=== WHAT IS NEEDED ===
Render the items as a two-column CSV with columns named item and answer, one row per item, each field quoted and any line breaks replaced by spaces. Begin at the line that contains "Could you point out the tower" and continue through the last item, including both ends.

# start of DATASET EXCERPTS

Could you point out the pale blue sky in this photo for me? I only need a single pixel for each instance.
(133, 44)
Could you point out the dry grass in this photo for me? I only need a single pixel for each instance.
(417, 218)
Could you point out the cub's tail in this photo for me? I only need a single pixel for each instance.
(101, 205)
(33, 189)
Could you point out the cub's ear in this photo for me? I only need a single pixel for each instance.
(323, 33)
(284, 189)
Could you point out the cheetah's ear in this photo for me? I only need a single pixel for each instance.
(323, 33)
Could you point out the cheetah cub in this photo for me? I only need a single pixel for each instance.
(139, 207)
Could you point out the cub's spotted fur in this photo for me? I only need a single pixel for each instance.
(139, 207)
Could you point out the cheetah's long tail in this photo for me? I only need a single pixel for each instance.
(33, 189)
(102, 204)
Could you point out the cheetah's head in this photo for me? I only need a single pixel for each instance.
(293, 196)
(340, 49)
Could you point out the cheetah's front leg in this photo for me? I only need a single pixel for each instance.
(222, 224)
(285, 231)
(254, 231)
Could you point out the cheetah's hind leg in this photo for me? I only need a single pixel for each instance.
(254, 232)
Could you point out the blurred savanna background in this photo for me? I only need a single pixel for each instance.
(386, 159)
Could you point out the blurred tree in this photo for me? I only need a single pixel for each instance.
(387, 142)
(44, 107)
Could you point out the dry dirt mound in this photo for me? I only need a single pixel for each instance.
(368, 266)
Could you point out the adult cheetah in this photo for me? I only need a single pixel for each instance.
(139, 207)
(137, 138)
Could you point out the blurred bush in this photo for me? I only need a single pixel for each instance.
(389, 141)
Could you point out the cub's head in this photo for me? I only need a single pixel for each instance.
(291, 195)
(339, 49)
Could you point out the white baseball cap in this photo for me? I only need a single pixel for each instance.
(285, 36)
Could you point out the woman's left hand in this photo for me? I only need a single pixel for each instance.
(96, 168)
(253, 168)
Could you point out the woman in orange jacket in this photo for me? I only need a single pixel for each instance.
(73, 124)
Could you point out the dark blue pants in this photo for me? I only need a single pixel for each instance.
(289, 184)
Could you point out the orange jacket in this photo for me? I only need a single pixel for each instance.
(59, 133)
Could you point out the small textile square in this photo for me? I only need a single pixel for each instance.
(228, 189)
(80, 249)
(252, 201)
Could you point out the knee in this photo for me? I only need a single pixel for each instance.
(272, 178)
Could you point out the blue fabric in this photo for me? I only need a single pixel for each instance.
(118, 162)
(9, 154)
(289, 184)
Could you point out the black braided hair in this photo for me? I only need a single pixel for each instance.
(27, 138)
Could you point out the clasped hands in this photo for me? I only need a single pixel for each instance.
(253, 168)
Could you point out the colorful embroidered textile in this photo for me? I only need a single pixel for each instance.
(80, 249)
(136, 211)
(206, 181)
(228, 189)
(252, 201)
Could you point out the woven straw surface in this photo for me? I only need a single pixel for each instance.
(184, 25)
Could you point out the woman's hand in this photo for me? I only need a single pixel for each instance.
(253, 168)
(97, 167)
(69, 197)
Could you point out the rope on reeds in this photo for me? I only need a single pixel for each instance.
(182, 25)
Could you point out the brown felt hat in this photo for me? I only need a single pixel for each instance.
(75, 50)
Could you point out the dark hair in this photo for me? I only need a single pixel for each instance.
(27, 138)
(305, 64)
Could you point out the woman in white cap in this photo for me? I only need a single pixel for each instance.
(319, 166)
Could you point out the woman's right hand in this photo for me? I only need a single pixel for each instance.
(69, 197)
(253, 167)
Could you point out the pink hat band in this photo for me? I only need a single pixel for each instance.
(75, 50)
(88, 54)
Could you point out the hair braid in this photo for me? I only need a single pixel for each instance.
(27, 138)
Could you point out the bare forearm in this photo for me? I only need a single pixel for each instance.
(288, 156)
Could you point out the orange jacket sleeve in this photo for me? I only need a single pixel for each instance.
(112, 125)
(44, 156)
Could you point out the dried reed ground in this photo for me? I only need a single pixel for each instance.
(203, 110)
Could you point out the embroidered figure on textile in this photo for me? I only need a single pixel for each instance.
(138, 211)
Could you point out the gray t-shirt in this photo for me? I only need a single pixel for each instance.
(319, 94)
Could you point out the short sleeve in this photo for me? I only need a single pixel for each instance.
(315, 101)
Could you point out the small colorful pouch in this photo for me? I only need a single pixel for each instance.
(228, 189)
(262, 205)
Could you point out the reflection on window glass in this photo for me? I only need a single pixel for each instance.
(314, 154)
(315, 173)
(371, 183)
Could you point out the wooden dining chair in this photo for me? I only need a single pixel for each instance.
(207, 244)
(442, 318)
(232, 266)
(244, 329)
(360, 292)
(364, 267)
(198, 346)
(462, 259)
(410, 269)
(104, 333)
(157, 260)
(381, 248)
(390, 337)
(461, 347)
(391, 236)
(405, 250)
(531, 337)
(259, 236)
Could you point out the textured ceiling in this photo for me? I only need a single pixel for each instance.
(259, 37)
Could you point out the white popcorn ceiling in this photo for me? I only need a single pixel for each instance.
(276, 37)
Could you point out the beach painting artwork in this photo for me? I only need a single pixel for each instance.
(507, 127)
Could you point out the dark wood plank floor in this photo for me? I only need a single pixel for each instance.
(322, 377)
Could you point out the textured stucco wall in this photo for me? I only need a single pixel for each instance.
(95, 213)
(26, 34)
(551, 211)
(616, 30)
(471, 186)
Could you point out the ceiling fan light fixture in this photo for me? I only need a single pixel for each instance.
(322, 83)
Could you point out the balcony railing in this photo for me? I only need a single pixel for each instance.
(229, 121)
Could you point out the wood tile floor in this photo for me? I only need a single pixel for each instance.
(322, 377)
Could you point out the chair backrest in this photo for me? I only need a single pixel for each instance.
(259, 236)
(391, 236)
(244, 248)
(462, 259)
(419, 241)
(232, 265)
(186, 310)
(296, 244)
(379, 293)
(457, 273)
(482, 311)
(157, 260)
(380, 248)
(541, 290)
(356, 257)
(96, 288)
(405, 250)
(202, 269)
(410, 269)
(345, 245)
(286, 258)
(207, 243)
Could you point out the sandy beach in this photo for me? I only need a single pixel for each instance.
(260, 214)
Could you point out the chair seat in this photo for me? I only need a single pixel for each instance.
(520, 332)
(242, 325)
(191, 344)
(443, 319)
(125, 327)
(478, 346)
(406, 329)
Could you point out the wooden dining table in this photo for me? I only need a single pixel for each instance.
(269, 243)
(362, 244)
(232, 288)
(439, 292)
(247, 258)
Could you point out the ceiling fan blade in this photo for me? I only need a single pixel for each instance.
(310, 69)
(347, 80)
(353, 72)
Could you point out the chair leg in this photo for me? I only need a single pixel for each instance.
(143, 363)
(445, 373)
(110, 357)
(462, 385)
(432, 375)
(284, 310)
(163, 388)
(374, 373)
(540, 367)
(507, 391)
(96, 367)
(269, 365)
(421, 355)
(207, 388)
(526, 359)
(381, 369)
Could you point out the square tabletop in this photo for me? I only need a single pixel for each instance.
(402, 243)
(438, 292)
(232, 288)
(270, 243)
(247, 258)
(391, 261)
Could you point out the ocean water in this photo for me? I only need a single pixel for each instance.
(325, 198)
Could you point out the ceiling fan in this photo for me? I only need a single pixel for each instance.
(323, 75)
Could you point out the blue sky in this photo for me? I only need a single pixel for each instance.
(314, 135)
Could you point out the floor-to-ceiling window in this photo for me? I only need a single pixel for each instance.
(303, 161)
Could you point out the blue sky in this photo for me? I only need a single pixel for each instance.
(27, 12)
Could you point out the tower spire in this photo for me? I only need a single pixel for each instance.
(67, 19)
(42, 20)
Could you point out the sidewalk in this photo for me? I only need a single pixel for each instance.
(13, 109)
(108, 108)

# end of DATASET EXCERPTS

=== RESPONSE TO THE TASK ===
item,answer
"Could you point out the tower spire in this photo for me? I only need a single pixel for each instance.","(67, 19) (42, 20)"
"Could you point out the sidewalk in this photo for me? I only need a single pixel for each instance.","(13, 109) (108, 108)"